**** PASSAGE TO READ

Traditionally, bread was leavened by the sourdough process. A small amount of dough (flour and water) was inoculated with wild yeast from plants like juniper berries. Once the yeast started growing in the dough, you’d add the sourdough starter to the bread dough and allow it to sit overnight. The yeast spread throughout the dough, releasing both gas to make the bread rise, and acid, which makes the bread taste slightly sour. It’s a very similar process to making fermented vegetables like sauerkraut.
The sourdough process deactivates phytates, antioxidant compounds found in grains and seeds. These compounds inhibit the absorption of minerals, but they break down when the seeds or grain are soaked. According to Nourishing Traditions by Sally Fallen, all native people soaked grains and seeds before eating them. The sourdough process also breaks these compounds down. So bread made in this traditional manner is easier to digest and absorb nutrients from.
Returning to the story of Ann Wigmore, after she concluded wheat was the most nutritious grass, she began growing wheatgrass and juicing it. She found that drinking wheatgrass juice helped many people to recover their health and vitality. She claims that wheatgrass is the “King of Grasses” and contains every one of the 103 minerals, vitamins, trace elements, and other nutrients needed by the human body. Used in this manner, wheat has no gluten or phytates and you’re just getting the nutrients from it.
I’ve drunk wheatgrass juice. It’s pretty strong stuff. You need to start slowly and build up. You can also get powdered wheatgrass juice in many superfood products. It’s probably not as potent as the fresh juice, but I’m sure it still offers health-building benefits. If you want to grow your own wheatgrass and juice it, it’s pretty easy. Here’s an article on how to do it and a video, too. There are lots of others. Just do a search for "growing wheat grass."
Another way to get the nutrition from wheat without the problems of gluten or phytates is to make sprouted wheat bread, also known as Essene bread. The recipe comes from a book called The Essene Gospel of Peace, which claims to be the teachings of Jesus to a group of Essenes. Whether the book is all that it claims to be, the recipe is interesting.

********

TASK REQUIREMENTS:
1. Quote the passage on sourdough and wheat between "The sourdough process deactivates" and "absorb nutrients from.", inclusive.
2. In the passage on sourdough and wheat, what book does the recipe for sprouted wheat bread come from?
3. Carry on the passage about sourdough and wheat from its last sentence.
The rows after this point are separate material and have nothing to do with the passage on sourdough and wheat.

**** SUPPLIED RECORDS

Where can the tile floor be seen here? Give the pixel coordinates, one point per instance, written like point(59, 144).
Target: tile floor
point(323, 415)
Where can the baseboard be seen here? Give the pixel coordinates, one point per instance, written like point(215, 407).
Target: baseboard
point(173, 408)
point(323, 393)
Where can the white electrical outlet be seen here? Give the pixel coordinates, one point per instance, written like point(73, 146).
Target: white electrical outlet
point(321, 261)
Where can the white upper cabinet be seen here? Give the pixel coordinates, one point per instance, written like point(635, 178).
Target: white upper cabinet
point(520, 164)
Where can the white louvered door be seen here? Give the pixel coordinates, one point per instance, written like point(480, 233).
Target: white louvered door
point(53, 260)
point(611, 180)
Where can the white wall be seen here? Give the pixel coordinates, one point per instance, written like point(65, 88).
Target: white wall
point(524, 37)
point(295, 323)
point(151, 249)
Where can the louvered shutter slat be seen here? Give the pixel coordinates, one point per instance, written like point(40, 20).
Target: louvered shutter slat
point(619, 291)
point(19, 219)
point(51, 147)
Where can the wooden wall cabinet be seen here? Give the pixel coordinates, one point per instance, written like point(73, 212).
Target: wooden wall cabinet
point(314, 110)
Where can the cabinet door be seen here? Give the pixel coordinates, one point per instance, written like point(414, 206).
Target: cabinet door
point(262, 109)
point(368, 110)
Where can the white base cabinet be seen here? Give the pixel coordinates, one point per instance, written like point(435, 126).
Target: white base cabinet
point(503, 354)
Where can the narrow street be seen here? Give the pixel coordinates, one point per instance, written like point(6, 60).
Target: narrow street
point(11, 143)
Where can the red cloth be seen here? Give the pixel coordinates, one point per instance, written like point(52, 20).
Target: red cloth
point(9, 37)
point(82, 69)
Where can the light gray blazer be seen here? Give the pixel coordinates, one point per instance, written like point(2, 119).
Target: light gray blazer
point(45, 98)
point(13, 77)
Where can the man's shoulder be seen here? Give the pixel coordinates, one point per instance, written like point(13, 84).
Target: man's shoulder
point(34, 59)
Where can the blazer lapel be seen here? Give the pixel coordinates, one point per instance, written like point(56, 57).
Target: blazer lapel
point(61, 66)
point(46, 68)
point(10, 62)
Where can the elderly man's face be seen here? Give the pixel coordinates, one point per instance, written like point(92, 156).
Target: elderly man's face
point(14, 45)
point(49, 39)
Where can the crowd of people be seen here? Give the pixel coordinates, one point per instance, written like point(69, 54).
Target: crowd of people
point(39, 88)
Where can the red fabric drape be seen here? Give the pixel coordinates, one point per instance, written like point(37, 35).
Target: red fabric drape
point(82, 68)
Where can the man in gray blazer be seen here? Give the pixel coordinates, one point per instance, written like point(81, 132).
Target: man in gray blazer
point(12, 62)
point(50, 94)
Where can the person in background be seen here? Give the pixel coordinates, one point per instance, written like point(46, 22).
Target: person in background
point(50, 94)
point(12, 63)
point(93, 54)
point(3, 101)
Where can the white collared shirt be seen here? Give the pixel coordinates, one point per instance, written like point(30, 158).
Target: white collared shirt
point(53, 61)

********

ANSWERS TO THE EXERCISE:
1.
The sourdough process deactivates phytates, antioxidant compounds found in grains and seeds. These compounds inhibit the absorption of minerals, but they break down when the seeds or grain are soaked. According to Nourishing Traditions by Sally Fallen, all native people soaked grains and seeds before eating them. The sourdough process also breaks these compounds down. So bread made in this traditional manner is easier to digest and absorb nutrients from.

2. The Essene Gospel of Peace

3.
Essene bread is made by from sprouted wheat. To sprout wheat simply soak it in a jar or other container overnight. Drain off the water the next day and rinse the wheat berries once or twice each day. In a couple of days, they’ll have sprouted. They are best eaten when the root hairs are about 1-1/2 times as long as the seeds themselves. At this stage, the starches in the wheat have been converted to easily digested sugars and the enzymes have activated to increase the vitamin content in the plant.
When the sprouts reach this stage, crush or grind them (a meat grinder works well for this purpose). Then shape the resulting dough into patties about one inch thick. This dough is then baked in a very low oven (about 100-120 degrees) for 3-4 hours until the crust hardens somewhat because the excess moisture has evaporated. It can even be baked in the sun, which is how it’s done in The Essene Gospel of Peace.
The result is very sweet and cake-like. It is also very nutritionally dense and most people can eat only a small amount when they first try it. It can also be made from other whole grains, like rye. Adding nuts that have been soaked overnight or dried fruit like raisins or dates is very delicious. If you store wheat for emergencies, this is a great way to get the most nutritional value from it.
I hope I’ve given you some new insights into how wheat can be used as both a healthy food and as a medicine for healing. And, as I’ve mentioned, it’s one of the best things you can store as food for emergencies because it can last for decades and retain its nutritional value. That makes it a genuine staff of life because a staff is something to lean on when the going gets tough. So, whether we're sick and needing to recover or we're surviving on stored wheat in difficult times, we can lean on wheat for life and health.